%%
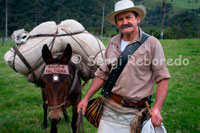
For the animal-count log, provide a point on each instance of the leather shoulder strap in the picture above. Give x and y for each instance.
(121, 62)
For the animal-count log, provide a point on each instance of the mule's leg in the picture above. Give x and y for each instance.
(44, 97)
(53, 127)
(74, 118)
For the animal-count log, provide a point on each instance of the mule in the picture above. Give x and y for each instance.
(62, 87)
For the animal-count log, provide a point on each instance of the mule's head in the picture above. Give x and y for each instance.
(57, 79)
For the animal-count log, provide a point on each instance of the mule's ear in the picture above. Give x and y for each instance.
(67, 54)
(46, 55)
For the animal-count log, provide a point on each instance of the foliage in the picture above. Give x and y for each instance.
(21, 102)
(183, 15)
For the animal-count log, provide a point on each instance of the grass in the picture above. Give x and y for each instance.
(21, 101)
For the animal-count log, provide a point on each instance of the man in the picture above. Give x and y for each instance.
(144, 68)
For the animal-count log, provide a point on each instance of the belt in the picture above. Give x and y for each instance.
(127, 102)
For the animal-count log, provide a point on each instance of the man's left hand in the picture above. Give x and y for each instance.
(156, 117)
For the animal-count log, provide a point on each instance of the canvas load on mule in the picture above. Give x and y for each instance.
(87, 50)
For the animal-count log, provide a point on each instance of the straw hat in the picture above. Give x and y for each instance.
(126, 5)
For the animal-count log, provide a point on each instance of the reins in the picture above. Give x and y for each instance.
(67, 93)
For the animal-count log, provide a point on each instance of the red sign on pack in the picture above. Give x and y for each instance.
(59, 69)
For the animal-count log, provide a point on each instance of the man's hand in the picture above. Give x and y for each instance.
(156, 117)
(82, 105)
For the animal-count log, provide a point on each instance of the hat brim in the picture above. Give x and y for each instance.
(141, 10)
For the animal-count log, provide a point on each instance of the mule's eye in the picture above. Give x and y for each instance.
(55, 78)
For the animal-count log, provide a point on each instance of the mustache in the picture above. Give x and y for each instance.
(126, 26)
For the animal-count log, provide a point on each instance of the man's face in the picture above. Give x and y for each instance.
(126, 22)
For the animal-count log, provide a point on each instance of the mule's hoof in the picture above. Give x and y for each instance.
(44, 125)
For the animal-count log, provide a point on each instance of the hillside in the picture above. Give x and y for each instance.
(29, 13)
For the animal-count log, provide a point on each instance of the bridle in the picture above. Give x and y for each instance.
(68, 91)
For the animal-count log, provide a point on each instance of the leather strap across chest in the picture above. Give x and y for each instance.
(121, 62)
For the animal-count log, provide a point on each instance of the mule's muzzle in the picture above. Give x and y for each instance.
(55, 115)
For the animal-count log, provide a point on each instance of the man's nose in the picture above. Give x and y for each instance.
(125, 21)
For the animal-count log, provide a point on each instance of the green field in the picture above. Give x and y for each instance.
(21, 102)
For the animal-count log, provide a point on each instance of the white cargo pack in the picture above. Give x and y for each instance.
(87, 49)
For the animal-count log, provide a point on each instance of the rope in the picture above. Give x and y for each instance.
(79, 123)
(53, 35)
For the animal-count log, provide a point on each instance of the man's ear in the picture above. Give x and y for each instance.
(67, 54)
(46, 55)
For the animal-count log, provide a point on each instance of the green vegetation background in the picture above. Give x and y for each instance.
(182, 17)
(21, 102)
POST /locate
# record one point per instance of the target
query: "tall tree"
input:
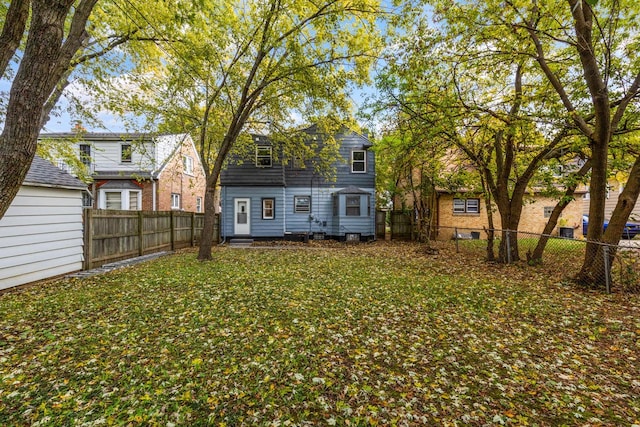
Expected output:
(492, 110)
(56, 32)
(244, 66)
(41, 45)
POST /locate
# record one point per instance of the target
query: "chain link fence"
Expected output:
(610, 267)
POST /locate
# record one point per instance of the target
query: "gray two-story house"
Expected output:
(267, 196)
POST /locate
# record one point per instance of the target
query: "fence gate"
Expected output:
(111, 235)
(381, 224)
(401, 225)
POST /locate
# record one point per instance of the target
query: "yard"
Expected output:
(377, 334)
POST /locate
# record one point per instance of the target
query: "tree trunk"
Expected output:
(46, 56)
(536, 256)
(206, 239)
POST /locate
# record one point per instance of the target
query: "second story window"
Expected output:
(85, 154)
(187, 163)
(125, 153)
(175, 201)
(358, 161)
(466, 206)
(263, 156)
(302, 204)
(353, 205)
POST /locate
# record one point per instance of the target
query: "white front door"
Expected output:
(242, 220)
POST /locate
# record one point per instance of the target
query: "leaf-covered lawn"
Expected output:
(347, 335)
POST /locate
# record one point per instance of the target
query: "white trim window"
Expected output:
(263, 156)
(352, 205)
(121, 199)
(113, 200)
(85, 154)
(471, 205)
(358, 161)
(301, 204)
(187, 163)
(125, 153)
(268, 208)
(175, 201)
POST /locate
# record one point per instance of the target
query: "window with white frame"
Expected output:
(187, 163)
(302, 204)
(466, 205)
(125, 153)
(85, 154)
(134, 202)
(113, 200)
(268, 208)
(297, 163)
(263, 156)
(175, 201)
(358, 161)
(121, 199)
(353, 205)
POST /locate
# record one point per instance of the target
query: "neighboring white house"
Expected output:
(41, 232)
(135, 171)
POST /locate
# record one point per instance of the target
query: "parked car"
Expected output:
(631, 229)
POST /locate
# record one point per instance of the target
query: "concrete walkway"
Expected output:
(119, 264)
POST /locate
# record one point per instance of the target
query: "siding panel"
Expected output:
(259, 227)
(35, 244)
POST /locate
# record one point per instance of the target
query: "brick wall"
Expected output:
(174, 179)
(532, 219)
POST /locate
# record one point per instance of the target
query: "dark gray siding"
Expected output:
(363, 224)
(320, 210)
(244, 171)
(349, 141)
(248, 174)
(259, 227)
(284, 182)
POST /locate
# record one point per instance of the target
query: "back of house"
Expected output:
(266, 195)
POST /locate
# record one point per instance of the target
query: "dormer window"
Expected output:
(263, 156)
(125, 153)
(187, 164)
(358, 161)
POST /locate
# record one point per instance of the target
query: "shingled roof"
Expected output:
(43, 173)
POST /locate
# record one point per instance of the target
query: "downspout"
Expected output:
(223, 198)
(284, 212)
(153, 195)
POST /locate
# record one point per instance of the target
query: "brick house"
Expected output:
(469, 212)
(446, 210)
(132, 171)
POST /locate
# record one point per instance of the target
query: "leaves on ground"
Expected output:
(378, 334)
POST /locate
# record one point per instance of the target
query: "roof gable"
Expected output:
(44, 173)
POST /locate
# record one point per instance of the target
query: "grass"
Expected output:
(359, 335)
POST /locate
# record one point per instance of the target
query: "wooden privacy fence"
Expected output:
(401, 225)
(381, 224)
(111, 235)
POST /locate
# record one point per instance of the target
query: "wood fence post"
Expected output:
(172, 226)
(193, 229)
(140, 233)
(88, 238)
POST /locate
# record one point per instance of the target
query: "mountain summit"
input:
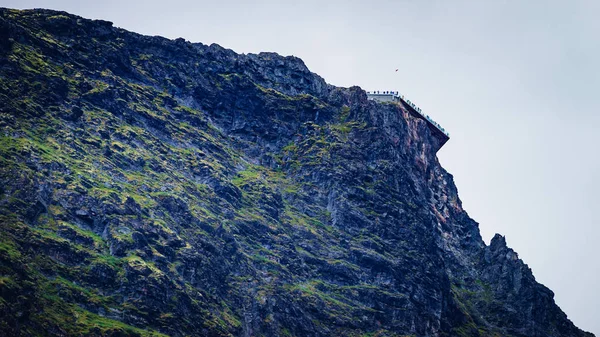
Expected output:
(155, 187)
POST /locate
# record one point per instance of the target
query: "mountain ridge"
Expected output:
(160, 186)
%%
Work order:
Pull every line that holds the string "house" out of the records.

Result of this task:
query: "gray two-story house"
query: "neighboring white house"
query: "back of house"
query: "brick house"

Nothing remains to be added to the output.